## [Problem details]
Please find how many lines of the data contain the string "patch", and respond with that number only.

——————————

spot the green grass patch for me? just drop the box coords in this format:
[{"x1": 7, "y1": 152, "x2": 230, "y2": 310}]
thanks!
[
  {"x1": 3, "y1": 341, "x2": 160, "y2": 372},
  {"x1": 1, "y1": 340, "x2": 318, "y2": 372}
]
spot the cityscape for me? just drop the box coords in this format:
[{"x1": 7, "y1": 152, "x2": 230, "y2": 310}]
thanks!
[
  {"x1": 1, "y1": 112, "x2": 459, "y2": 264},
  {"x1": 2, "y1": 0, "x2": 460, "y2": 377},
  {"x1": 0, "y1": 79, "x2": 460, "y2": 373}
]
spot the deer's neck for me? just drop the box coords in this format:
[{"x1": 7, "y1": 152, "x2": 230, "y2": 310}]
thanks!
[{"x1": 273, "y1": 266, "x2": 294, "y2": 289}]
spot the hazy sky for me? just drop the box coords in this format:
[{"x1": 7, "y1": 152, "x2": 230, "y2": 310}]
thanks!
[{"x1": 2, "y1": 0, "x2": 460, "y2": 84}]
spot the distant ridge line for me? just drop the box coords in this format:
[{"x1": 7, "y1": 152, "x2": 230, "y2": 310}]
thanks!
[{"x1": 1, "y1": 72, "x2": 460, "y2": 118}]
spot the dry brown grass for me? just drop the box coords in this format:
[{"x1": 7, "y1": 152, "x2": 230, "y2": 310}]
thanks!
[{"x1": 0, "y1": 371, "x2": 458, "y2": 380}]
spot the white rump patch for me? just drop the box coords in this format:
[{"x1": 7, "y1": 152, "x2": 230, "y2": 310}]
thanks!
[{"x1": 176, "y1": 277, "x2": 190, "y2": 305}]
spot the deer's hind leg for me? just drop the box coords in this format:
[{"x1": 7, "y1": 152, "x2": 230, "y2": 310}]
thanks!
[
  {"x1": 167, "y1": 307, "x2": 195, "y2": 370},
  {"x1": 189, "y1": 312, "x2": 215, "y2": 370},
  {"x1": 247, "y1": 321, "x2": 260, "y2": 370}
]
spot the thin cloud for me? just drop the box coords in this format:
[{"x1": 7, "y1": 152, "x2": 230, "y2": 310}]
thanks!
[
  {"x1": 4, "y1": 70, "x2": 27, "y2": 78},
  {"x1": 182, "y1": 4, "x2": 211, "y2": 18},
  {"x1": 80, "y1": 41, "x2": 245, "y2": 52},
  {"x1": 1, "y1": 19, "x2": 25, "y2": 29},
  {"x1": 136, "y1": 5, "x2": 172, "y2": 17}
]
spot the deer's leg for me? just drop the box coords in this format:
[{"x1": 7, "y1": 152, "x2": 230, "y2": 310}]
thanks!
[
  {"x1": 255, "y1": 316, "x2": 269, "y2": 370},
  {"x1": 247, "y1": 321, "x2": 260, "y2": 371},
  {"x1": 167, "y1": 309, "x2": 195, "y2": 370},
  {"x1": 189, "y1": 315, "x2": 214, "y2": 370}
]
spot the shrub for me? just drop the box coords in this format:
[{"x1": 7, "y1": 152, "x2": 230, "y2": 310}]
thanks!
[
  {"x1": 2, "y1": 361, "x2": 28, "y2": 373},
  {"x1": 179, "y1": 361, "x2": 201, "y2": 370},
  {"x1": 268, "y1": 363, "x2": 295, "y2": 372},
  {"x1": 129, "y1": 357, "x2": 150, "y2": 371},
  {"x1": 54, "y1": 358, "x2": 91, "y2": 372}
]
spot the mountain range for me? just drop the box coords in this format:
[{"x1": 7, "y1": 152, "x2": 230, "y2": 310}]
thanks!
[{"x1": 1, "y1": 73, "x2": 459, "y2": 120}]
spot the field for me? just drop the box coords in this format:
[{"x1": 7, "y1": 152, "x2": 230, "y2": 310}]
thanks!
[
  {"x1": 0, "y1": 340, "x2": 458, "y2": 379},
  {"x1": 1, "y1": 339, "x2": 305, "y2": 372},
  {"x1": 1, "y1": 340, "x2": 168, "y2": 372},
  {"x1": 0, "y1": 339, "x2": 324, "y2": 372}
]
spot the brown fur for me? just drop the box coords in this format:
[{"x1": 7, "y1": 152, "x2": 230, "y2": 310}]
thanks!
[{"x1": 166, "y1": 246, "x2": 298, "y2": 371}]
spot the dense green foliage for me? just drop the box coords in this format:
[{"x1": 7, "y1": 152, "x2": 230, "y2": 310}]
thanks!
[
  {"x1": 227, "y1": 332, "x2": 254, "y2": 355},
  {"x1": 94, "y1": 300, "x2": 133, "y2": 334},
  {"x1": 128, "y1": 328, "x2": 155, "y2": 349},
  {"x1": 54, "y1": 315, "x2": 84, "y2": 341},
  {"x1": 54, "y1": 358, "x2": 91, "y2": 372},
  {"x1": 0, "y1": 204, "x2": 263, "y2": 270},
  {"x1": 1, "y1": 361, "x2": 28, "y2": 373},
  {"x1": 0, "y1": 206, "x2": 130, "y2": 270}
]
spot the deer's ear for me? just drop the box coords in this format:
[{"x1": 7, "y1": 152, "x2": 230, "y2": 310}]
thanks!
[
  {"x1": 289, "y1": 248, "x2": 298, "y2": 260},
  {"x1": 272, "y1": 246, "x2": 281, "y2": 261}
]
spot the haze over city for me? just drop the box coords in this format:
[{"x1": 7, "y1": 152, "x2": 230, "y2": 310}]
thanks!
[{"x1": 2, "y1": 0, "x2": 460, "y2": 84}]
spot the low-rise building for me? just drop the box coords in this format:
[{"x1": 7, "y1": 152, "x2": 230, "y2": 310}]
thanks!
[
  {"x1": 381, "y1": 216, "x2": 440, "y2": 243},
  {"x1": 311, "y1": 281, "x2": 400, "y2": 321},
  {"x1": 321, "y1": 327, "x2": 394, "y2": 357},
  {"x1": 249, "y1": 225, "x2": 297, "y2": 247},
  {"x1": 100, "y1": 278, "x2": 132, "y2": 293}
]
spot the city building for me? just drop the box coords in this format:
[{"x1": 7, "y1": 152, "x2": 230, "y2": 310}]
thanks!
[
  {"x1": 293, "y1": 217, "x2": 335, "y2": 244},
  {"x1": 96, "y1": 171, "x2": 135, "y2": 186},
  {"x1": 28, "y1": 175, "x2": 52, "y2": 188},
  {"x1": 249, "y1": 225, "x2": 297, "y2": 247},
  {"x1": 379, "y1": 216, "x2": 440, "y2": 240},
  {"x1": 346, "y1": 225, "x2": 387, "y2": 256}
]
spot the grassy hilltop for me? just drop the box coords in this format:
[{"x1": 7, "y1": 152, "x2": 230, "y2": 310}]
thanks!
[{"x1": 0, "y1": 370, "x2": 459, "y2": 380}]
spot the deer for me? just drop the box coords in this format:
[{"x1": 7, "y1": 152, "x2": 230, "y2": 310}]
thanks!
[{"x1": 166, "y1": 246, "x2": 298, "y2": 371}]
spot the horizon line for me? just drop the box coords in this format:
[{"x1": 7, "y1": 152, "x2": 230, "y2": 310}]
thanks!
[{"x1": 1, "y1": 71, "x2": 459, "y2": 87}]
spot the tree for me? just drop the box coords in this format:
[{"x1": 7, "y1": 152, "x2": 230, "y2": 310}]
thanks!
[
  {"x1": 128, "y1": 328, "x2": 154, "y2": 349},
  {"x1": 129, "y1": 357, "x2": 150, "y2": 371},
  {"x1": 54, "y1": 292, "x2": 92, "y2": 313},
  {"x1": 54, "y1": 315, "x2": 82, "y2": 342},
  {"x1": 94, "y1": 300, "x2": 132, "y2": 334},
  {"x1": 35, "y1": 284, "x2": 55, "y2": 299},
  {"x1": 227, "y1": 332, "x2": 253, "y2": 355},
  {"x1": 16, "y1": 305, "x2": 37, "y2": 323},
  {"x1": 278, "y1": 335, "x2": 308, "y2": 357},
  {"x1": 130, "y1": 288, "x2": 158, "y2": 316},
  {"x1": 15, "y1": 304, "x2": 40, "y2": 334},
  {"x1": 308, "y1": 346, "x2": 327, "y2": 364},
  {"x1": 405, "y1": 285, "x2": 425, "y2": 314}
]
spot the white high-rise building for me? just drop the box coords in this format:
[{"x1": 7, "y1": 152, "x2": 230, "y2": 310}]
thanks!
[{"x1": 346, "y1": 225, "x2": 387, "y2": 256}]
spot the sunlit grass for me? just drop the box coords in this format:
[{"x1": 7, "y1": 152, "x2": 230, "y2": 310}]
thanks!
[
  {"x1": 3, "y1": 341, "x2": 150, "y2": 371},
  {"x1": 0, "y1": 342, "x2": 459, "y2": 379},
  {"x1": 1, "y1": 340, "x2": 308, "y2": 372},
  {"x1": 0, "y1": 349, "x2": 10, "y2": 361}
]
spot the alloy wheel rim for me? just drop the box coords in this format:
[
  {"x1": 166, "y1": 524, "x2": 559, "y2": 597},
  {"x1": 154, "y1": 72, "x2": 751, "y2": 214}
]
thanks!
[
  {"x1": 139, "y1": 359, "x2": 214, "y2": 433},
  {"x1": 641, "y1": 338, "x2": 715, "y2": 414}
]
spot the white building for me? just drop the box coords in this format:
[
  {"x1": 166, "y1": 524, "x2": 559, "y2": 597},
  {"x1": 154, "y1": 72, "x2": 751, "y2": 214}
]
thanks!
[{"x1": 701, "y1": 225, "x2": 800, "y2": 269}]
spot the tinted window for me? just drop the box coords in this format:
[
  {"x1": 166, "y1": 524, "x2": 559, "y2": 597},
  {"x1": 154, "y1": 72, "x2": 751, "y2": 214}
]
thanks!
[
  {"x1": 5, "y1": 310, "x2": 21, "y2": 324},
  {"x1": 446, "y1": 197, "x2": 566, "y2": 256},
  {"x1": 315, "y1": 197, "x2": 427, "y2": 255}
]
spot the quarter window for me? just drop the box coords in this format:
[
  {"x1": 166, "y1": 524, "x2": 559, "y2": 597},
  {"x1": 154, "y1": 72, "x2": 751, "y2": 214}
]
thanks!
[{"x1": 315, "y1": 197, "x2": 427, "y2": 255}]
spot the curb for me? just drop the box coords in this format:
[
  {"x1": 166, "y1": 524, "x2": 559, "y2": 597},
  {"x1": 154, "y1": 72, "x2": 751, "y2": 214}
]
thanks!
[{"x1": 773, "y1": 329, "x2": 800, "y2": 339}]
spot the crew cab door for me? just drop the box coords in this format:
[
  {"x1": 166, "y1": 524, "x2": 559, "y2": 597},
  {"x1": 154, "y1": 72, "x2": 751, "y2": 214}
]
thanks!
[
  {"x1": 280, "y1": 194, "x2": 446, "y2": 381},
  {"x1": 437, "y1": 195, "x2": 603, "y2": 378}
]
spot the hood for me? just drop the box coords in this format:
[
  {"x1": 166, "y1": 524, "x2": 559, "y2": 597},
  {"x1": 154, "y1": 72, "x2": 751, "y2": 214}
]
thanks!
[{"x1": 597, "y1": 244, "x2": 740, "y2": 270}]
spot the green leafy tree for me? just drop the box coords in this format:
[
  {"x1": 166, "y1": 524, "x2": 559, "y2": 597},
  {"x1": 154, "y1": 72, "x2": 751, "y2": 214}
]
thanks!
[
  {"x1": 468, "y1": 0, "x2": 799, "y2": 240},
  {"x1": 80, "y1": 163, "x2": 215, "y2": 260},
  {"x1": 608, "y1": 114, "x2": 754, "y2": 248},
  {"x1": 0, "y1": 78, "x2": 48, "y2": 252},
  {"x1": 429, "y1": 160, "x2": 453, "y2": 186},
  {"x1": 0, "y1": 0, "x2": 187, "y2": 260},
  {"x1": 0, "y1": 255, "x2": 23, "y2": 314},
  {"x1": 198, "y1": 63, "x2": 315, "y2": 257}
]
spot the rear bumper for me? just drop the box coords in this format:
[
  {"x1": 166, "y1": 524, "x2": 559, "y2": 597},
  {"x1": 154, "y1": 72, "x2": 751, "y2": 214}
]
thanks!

——————————

## [Your solution]
2